Only the lines from the line holding "Tag the sofa" through the final line of the entries below are to be returned, exactly as they stand.
# # #
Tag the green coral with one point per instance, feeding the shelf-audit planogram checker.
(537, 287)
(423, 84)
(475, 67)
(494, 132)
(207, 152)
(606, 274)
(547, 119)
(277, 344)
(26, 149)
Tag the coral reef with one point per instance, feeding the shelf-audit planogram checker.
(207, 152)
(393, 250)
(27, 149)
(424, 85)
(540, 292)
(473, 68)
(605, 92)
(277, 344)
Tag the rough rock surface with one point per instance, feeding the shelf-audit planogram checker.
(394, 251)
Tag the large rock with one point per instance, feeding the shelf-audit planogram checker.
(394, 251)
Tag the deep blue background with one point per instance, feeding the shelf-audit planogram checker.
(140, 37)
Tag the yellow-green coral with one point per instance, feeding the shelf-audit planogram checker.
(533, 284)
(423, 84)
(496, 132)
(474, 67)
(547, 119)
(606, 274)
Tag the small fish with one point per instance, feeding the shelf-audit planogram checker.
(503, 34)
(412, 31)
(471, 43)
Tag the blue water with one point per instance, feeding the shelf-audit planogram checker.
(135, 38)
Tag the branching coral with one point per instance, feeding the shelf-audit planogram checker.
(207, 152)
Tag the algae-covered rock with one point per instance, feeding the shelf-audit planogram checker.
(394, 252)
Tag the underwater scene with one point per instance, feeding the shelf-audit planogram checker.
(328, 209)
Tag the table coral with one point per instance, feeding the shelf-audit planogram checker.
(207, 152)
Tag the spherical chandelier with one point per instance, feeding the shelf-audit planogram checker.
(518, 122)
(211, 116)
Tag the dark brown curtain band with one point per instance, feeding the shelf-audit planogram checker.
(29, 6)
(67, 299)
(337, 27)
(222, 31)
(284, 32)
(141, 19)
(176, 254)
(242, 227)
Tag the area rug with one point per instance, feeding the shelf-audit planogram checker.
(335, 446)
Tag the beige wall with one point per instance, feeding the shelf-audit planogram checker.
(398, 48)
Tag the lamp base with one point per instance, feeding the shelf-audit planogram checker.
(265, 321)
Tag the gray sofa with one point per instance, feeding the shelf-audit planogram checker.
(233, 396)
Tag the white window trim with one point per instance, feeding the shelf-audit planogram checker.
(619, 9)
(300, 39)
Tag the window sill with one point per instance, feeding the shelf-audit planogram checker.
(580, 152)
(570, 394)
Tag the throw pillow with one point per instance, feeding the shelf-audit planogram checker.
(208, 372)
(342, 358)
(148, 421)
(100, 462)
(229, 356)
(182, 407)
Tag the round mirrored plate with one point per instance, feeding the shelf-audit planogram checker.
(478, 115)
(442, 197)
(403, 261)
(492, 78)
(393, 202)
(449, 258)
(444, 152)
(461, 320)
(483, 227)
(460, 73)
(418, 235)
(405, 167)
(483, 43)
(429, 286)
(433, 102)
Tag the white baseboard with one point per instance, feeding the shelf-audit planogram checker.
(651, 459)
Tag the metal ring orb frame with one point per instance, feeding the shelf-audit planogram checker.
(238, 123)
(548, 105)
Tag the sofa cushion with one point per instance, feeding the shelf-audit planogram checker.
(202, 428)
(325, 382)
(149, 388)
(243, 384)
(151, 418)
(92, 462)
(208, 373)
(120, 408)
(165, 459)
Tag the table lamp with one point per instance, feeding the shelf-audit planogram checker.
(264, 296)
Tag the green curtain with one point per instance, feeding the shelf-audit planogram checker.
# # #
EXPECTED ANSWER:
Tag the sofa cushion with one point per instance, feeding the shelf-audit planogram checker.
(202, 428)
(325, 382)
(149, 388)
(243, 384)
(151, 418)
(92, 462)
(208, 373)
(120, 408)
(165, 459)
Tag the table lamp with one point per instance, feeding the shelf-audit planogram checker.
(264, 296)
Tag the green curtain with one point per instance, feeding the shelf-audit planogram checker.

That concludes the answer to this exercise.